Your instructions: Return verbatim the lines of the listing that begin at the line containing "job: outline every instance of the green stem" and run through the last line of the listing, both included.

+++++

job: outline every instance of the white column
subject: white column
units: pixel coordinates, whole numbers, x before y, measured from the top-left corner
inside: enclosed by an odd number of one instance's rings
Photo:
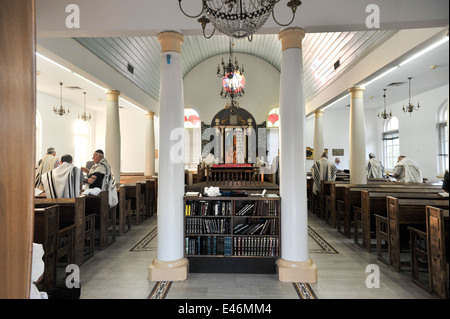
[[[185,280],[184,258],[184,101],[181,68],[183,35],[166,31],[161,43],[159,95],[158,247],[149,280]]]
[[[366,134],[364,123],[364,88],[355,86],[348,91],[350,102],[350,183],[367,184]]]
[[[120,92],[116,90],[106,92],[105,158],[111,165],[117,183],[120,182],[119,95]]]
[[[145,113],[145,176],[155,175],[155,112]]]
[[[323,110],[314,111],[314,162],[320,160],[324,150]]]
[[[285,282],[316,282],[317,268],[309,258],[306,200],[305,95],[302,40],[305,31],[280,32],[280,196],[281,258],[278,276]]]

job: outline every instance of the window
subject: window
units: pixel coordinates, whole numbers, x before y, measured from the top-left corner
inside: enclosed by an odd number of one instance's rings
[[[81,167],[90,160],[91,133],[88,124],[83,120],[77,120],[74,125],[74,145],[75,153],[73,164]]]
[[[393,169],[400,156],[400,139],[398,119],[392,117],[384,127],[383,131],[384,166]]]
[[[438,134],[438,174],[444,175],[448,169],[448,110],[447,104],[444,103],[439,109],[437,134]]]
[[[185,151],[184,163],[186,169],[197,168],[202,156],[201,121],[196,110],[184,109]]]

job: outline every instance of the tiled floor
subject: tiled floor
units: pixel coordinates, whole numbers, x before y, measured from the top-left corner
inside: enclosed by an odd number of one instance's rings
[[[157,237],[147,251],[130,251],[157,225],[156,216],[144,221],[80,267],[82,299],[146,299],[156,282],[148,281],[148,266],[156,257]],[[310,287],[318,299],[434,299],[412,283],[410,273],[397,273],[367,253],[352,240],[314,215],[310,227],[338,253],[324,251],[309,237],[310,257],[317,265],[319,279]],[[380,271],[379,288],[367,288],[368,265]],[[185,281],[172,282],[166,299],[299,299],[292,283],[277,275],[189,274]]]

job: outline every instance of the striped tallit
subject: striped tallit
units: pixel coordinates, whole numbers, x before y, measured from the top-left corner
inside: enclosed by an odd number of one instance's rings
[[[330,163],[326,158],[321,158],[311,167],[313,177],[313,193],[321,188],[321,181],[335,181],[337,169],[336,166]]]

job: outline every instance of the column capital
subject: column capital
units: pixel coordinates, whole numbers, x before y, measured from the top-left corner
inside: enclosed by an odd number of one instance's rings
[[[176,31],[163,31],[158,34],[158,40],[161,43],[161,52],[175,51],[181,53],[181,44],[184,36]]]
[[[351,88],[348,89],[348,91],[350,92],[351,98],[362,98],[363,97],[363,93],[366,89],[364,88],[364,86],[353,86]]]
[[[120,92],[117,90],[108,90],[106,91],[106,101],[108,102],[118,102],[119,101]]]
[[[324,110],[319,110],[319,109],[314,110],[314,117],[316,117],[316,118],[323,117],[323,112],[324,112]]]
[[[147,113],[145,113],[145,117],[148,120],[153,120],[153,118],[155,117],[155,112],[147,112]]]
[[[278,39],[281,41],[281,50],[289,48],[302,48],[302,41],[305,37],[305,30],[301,28],[288,28],[278,33]]]

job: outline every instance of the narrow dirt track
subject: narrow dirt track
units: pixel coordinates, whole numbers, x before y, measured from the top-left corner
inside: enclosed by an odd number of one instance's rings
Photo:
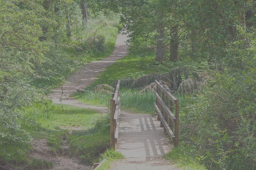
[[[106,111],[106,107],[83,104],[71,98],[70,95],[76,91],[77,89],[83,89],[90,85],[96,79],[98,74],[106,67],[127,55],[128,52],[128,46],[125,42],[127,40],[125,35],[119,34],[116,41],[114,50],[111,55],[102,60],[86,64],[80,71],[74,73],[67,79],[66,81],[68,83],[64,84],[62,88],[60,87],[53,90],[53,93],[48,96],[48,97],[55,103],[92,109],[104,113]],[[65,151],[64,153],[53,155],[46,140],[42,139],[33,141],[34,149],[30,154],[35,158],[53,162],[54,163],[53,170],[92,169],[91,166],[81,164],[78,159],[70,158],[67,141],[65,138],[62,139],[62,147]]]
[[[127,40],[126,36],[118,35],[112,55],[87,64],[80,72],[66,80],[69,83],[63,85],[62,88],[54,89],[49,97],[55,103],[93,109],[105,113],[105,107],[83,104],[71,98],[70,95],[77,89],[89,86],[107,66],[127,55],[128,53],[128,45],[125,43]],[[120,138],[116,150],[123,154],[126,159],[112,163],[111,169],[178,169],[162,158],[171,147],[163,134],[163,128],[160,127],[160,122],[156,119],[151,115],[121,112]],[[56,170],[92,169],[90,166],[77,163],[77,160],[69,158],[68,155],[60,157],[56,161],[54,158],[50,160],[54,161]]]
[[[157,119],[151,114],[121,111],[116,150],[125,159],[112,163],[112,170],[179,169],[162,158],[172,146]]]

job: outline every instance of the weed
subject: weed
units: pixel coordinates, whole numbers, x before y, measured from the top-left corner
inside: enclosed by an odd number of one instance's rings
[[[41,159],[33,159],[30,164],[30,169],[33,170],[48,170],[53,168],[53,163]]]

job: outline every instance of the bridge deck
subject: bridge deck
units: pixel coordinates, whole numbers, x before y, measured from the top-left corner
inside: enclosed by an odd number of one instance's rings
[[[170,149],[160,121],[150,114],[122,112],[116,150],[126,159],[146,160],[162,156]]]

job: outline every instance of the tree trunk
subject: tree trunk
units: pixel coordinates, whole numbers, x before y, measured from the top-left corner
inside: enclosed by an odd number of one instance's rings
[[[191,40],[191,51],[193,53],[198,51],[198,48],[197,44],[198,41],[196,40],[197,31],[194,29],[192,29],[190,32],[190,40]]]
[[[50,7],[51,5],[50,0],[45,0],[44,2],[43,6],[46,11],[50,11]]]
[[[67,10],[67,18],[68,18],[68,23],[66,25],[67,28],[67,37],[69,38],[70,37],[72,34],[71,34],[70,20],[69,18],[69,13],[68,10]]]
[[[156,60],[160,61],[166,61],[165,49],[165,41],[164,40],[164,27],[160,25],[156,30]]]
[[[172,61],[178,60],[179,41],[178,27],[174,27],[170,31],[171,37],[170,42],[170,60]]]
[[[86,6],[84,5],[83,3],[81,3],[81,9],[82,9],[82,13],[83,14],[83,19],[86,23],[87,22],[87,9]]]

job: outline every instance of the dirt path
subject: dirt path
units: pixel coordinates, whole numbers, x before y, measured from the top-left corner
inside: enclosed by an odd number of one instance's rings
[[[96,79],[98,74],[104,70],[108,65],[124,57],[128,54],[128,45],[125,42],[127,38],[125,35],[119,34],[116,42],[116,46],[112,55],[102,60],[92,62],[86,64],[80,71],[72,75],[66,81],[68,82],[62,85],[62,87],[54,89],[53,93],[48,95],[54,103],[62,103],[77,107],[92,109],[104,113],[106,107],[84,105],[70,97],[72,93],[78,89],[84,89],[89,86]],[[62,98],[61,102],[60,98]],[[91,166],[81,164],[78,160],[70,157],[68,144],[65,138],[62,139],[62,147],[64,153],[52,154],[48,146],[45,139],[34,140],[34,149],[31,154],[35,158],[42,159],[54,163],[53,170],[92,170]]]
[[[171,148],[156,117],[121,111],[116,150],[125,159],[113,163],[111,169],[179,169],[162,158]]]
[[[89,63],[66,80],[69,83],[57,88],[48,97],[53,103],[97,110],[104,113],[106,108],[84,105],[70,97],[78,89],[84,89],[96,78],[99,73],[108,66],[128,54],[126,36],[119,35],[113,53],[102,60]],[[61,102],[60,101],[61,98]],[[163,134],[160,122],[151,115],[122,113],[119,141],[117,150],[126,157],[124,160],[111,164],[113,170],[176,170],[170,162],[162,158],[171,148]],[[51,155],[45,140],[35,140],[35,150],[32,153],[36,158],[53,162],[54,170],[92,169],[91,166],[80,164],[68,156],[66,140],[63,139],[62,147],[66,154],[54,156]]]

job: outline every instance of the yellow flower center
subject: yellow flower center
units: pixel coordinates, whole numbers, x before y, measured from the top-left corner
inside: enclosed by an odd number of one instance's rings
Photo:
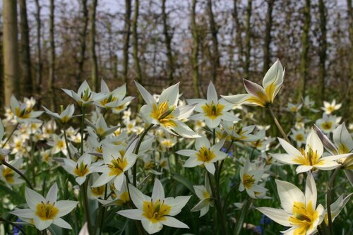
[[[174,116],[172,115],[174,110],[174,107],[169,107],[167,101],[158,104],[158,106],[153,104],[150,116],[164,127],[174,127],[176,123],[172,120]]]
[[[35,215],[42,220],[54,219],[59,212],[59,209],[55,207],[54,203],[49,202],[37,204]]]
[[[92,192],[92,194],[93,194],[96,197],[99,197],[104,193],[105,185],[100,187],[91,188],[90,191]]]
[[[78,165],[76,164],[76,167],[73,169],[73,174],[78,176],[83,176],[88,173],[88,169],[87,169],[87,164],[83,164],[83,162]]]
[[[124,157],[114,159],[110,162],[111,164],[108,164],[108,167],[110,169],[109,176],[119,176],[124,172],[124,169],[128,164],[128,161]]]
[[[151,199],[150,202],[143,202],[143,215],[152,223],[165,220],[163,217],[168,215],[170,212],[170,206],[165,205],[164,201],[160,200],[153,203]]]
[[[11,168],[6,167],[2,171],[4,179],[10,183],[15,182],[15,179],[13,179],[14,175],[15,172]]]
[[[293,234],[306,234],[306,231],[312,229],[313,224],[318,217],[318,212],[313,210],[313,202],[306,206],[303,203],[294,202],[292,207],[293,215],[289,217],[292,224],[298,227]]]
[[[213,151],[210,151],[209,148],[201,147],[198,152],[196,153],[198,159],[203,162],[210,162],[213,159],[216,157]]]
[[[303,134],[298,134],[295,136],[295,140],[297,141],[304,141],[304,135]]]
[[[311,147],[309,147],[308,152],[305,152],[304,148],[299,150],[302,156],[297,156],[294,161],[301,165],[314,166],[323,164],[323,161],[320,160],[320,157],[317,152],[313,152]]]
[[[28,119],[30,116],[30,112],[32,112],[32,109],[25,109],[23,110],[20,110],[20,107],[15,108],[15,114],[17,116],[21,119]]]
[[[321,125],[321,127],[324,130],[330,130],[333,125],[333,123],[332,123],[332,121],[326,121]]]
[[[63,140],[59,140],[57,143],[56,143],[56,147],[59,150],[61,150],[63,149],[64,147],[65,147],[65,142],[64,142]]]
[[[253,184],[255,183],[255,179],[253,177],[253,176],[247,174],[243,174],[243,184],[247,189],[251,188]]]
[[[211,119],[212,120],[215,120],[217,117],[223,115],[222,112],[223,111],[225,106],[219,102],[215,104],[213,101],[210,104],[205,104],[202,106],[201,108],[207,117]]]

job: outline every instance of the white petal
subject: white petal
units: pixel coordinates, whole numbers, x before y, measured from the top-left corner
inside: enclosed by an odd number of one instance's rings
[[[305,203],[304,194],[295,185],[277,179],[275,181],[282,207],[287,213],[292,213],[294,203]]]
[[[217,103],[218,101],[218,97],[217,96],[217,92],[215,85],[213,85],[212,81],[210,81],[208,88],[207,89],[207,102],[210,104],[213,101],[214,103]]]
[[[55,207],[59,209],[56,217],[61,217],[70,213],[78,204],[78,202],[69,200],[58,200],[55,203]]]
[[[153,191],[152,193],[152,200],[156,202],[158,200],[164,199],[164,190],[163,189],[163,186],[159,179],[155,179],[155,185],[153,186]]]
[[[175,105],[178,102],[179,99],[179,83],[171,85],[164,90],[162,92],[158,100],[158,103],[168,102],[168,105],[169,107]]]
[[[197,152],[191,150],[181,150],[176,151],[175,153],[186,157],[194,157],[196,155]]]
[[[275,209],[270,207],[257,207],[261,213],[275,221],[276,223],[286,227],[292,227],[289,222],[290,215],[281,209]]]
[[[175,219],[174,217],[172,217],[170,216],[164,216],[163,218],[166,219],[165,220],[162,221],[162,224],[166,226],[172,227],[174,228],[181,228],[181,229],[189,229],[189,226],[180,220]]]
[[[71,225],[61,218],[56,218],[53,221],[53,224],[61,228],[72,229]]]
[[[210,172],[212,174],[215,174],[215,171],[216,169],[215,169],[215,164],[213,163],[205,162],[203,164],[203,165],[205,166],[205,168],[206,168],[206,169],[208,172]]]
[[[128,190],[130,191],[130,198],[133,204],[137,208],[142,210],[143,207],[143,202],[145,201],[145,196],[143,194],[131,184],[128,185]]]
[[[119,211],[117,213],[132,219],[142,220],[145,218],[142,215],[143,212],[138,209],[124,210]]]
[[[297,174],[306,172],[313,169],[313,166],[307,166],[307,165],[300,165],[296,168],[295,171]]]
[[[189,196],[178,196],[175,198],[167,198],[164,200],[164,203],[171,207],[169,215],[174,216],[178,215],[181,211],[181,209],[189,202],[191,195]]]
[[[27,187],[25,188],[25,197],[27,205],[28,205],[28,207],[34,211],[37,210],[37,204],[40,204],[42,202],[45,202],[45,198],[43,198],[42,195]]]
[[[33,222],[35,224],[35,227],[40,230],[42,231],[52,224],[53,222],[52,219],[47,219],[47,220],[42,220],[40,217],[38,217],[37,215],[35,216],[33,218]]]
[[[45,200],[47,202],[50,202],[51,203],[55,203],[58,197],[58,185],[55,182],[53,186],[50,188],[47,194]]]
[[[109,173],[103,173],[96,179],[92,188],[100,187],[110,181],[114,177],[114,176],[109,176]]]
[[[284,139],[278,137],[278,140],[281,144],[283,149],[289,155],[292,156],[303,156],[299,150],[293,147],[290,143],[285,140]]]
[[[9,213],[26,219],[32,219],[35,216],[35,212],[30,209],[15,209]]]
[[[163,224],[162,224],[161,222],[152,223],[148,219],[142,219],[141,223],[143,229],[145,229],[149,234],[160,231],[163,228]]]
[[[311,147],[313,150],[313,152],[316,152],[316,154],[319,156],[321,157],[323,153],[323,143],[321,142],[321,140],[318,136],[318,134],[316,134],[316,132],[311,128],[310,131],[310,133],[308,135],[308,137],[306,138],[306,146],[305,147],[305,152],[308,152],[309,147]]]
[[[143,88],[142,85],[140,85],[136,81],[135,84],[136,85],[136,87],[138,89],[140,94],[141,94],[142,97],[143,98],[143,100],[145,100],[145,102],[147,104],[152,104],[155,103],[155,99],[153,99],[152,95],[150,94],[150,92],[148,92],[147,90],[145,89],[145,88]]]
[[[309,171],[305,184],[305,200],[306,206],[309,205],[309,202],[311,201],[313,211],[315,210],[315,207],[316,207],[317,196],[316,185],[315,184],[313,174]]]

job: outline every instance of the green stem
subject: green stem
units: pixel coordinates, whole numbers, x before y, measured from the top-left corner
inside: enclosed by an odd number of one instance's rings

+++++

Task answer:
job: outline every instance of the green stem
subject: green stem
units: pixel coordinates, whole numbers, x before y, measured from the top-left corner
inside: enclosed by an odd number of one instance's rings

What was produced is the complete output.